Skip to content

Deploy Bufstream to Google Cloud with Spanner

This page walks you through installing Bufstream into your Google Cloud Platform (GCP) deployment, using Spanner for metadata stores. See the GCP configuration page for defaults and recommendations about resources, replicas, storage, and scaling.

Data from your Bufstream cluster never leaves your network or reports back to Buf.

Prerequisites

To deploy Bufstream on GCP, you need the following capabilities before you start:

  • A Kubernetes cluster (v1.27 or newer)
  • A Google Cloud Storage bucket
  • A Bufstream service account, with read/write permission to the GCS bucket above.
  • Helm (v3.12.0 or newer)

If you don't yet have your GCP environment, you'll need at least the following IAM permissions:

  • Kubernetes Engine Admin role (roles/container.admin)
  • Storage Admin role (roles/storage.admin)
  • Service Account Admin role (roles/iam.serviceAccountAdmin)
  • Spanner Admin role (roles/spanner.admin)
  • Optionally, you may also have either of these roles, but neither is required:
    • Role Administrator role (roles/iam.roleAdmin)
    • Service Account Key Admin role (roles/iam.serviceAccountKeyAdmin) (not recommended)

Create a GKE cluster

Create a GKE standard cluster if you don't already have one. A GKE cluster involves many settings that vary depending on your use case. See the official documentation for details, but you'll need at least these settings:

  • [Optional, but recommended] Workload identity federation:
    • Toggle Enable Workload Identity in the console under the Security tab when creating the cluster; or
    • Include --workload-pool=<gcp-project-name.svc.id.goog> on the gcloud command.

——

= Stated exercise A =
Count the lines in the rows below that contain the string "window". Give only the number.

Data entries

——

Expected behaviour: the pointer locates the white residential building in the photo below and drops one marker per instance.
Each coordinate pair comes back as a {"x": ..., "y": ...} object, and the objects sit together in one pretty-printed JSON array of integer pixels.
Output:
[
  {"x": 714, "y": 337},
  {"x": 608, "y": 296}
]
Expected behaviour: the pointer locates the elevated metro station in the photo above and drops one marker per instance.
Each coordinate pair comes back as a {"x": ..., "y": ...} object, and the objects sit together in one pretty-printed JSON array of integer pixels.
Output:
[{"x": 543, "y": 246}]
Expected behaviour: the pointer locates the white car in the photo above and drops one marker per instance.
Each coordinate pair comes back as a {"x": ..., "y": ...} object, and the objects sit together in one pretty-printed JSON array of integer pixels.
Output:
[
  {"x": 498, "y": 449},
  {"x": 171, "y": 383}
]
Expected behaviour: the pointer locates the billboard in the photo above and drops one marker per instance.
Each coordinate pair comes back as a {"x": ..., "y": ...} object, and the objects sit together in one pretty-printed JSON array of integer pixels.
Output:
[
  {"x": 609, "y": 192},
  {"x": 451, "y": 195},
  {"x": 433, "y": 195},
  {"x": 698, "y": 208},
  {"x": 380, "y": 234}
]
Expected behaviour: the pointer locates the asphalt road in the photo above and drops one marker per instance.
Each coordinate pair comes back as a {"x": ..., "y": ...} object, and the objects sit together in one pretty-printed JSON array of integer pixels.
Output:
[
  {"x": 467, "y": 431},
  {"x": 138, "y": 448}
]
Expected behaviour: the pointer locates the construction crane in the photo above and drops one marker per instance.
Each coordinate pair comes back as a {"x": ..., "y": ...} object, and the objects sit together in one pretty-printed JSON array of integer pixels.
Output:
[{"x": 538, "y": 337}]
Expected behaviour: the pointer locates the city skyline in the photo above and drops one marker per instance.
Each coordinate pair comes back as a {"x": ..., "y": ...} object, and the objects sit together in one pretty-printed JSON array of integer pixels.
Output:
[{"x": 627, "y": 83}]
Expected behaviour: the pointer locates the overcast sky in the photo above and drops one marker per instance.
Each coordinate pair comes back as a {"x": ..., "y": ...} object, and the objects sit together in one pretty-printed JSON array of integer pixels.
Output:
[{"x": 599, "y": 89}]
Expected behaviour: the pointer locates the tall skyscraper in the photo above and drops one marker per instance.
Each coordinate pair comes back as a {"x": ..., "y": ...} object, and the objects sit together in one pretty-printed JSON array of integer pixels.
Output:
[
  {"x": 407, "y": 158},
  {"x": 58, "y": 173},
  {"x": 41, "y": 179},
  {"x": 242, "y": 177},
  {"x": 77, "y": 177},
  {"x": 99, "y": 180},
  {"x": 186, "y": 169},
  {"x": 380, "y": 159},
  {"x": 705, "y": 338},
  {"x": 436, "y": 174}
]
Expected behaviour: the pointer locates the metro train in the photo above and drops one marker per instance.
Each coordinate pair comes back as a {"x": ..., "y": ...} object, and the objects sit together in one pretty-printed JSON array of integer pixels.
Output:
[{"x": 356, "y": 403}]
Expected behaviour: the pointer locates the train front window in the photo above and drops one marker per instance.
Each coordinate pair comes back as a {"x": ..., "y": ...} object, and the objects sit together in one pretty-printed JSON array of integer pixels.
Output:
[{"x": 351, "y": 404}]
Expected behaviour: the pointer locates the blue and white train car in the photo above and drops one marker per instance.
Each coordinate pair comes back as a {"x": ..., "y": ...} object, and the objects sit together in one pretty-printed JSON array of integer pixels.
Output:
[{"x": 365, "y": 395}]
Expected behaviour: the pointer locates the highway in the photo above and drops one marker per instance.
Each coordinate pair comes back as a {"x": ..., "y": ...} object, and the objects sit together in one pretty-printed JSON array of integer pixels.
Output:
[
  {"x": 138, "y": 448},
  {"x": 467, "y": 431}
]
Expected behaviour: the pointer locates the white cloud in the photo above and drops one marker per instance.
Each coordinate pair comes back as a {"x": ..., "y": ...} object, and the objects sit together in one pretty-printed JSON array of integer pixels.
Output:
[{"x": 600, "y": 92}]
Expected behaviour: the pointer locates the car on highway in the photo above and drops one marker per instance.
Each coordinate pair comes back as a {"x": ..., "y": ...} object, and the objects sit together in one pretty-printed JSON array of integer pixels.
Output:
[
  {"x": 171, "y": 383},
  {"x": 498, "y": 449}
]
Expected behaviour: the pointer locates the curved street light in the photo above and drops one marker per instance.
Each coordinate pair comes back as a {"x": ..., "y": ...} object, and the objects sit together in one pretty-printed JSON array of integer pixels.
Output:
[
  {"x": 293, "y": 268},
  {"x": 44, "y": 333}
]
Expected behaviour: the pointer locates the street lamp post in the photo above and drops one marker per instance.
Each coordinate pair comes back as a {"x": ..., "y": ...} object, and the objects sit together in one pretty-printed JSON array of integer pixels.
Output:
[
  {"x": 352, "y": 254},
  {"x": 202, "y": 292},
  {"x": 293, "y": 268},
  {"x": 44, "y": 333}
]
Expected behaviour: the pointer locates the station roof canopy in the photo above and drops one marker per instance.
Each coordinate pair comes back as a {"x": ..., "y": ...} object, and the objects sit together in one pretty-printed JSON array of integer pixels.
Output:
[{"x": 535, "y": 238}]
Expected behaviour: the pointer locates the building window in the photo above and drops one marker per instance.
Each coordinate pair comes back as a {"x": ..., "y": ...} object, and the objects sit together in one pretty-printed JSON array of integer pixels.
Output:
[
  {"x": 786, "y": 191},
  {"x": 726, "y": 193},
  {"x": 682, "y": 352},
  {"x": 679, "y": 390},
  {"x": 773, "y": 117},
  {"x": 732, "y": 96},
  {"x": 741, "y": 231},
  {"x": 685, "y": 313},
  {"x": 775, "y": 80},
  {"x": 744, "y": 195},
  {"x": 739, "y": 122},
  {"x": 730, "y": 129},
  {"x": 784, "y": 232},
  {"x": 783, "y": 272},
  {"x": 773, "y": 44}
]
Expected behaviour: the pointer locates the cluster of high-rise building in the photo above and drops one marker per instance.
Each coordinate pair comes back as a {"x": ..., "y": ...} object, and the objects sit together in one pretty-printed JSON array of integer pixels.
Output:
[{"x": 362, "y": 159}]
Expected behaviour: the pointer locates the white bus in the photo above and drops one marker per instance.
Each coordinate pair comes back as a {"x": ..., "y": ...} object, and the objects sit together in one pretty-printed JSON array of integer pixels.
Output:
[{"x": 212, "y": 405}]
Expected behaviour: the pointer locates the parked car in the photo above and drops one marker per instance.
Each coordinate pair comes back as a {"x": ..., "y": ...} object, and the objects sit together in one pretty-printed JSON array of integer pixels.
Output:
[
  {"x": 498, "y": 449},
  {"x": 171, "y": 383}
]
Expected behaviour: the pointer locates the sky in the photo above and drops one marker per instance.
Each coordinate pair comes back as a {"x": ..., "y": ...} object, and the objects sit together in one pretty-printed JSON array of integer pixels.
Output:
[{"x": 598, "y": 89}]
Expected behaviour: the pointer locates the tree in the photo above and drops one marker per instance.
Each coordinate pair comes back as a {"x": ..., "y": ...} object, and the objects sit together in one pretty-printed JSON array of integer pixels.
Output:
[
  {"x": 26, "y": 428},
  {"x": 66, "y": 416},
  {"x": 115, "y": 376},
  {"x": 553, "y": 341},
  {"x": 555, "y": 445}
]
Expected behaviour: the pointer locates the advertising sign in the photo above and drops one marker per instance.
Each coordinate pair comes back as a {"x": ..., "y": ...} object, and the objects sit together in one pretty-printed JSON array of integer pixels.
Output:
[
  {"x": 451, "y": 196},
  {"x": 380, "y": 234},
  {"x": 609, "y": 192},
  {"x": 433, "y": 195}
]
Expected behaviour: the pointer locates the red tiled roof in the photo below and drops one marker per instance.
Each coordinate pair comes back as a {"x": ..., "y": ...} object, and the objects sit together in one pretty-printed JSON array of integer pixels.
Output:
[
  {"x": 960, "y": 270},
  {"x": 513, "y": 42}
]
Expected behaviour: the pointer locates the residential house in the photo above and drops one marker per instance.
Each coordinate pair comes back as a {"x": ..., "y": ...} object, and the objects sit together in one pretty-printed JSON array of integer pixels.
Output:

——

= Stated exercise B =
Condense the paragraph beginning "This page walks you through" in the Bufstream deployment guide above into one shorter sentence.

= Expected answer A =
2

= Expected answer B =
The page covers installing Bufstream on GCP with Spanner as the metadata store, and the GCP configuration page gives defaults and recommendations for resources, replicas, storage, and scaling.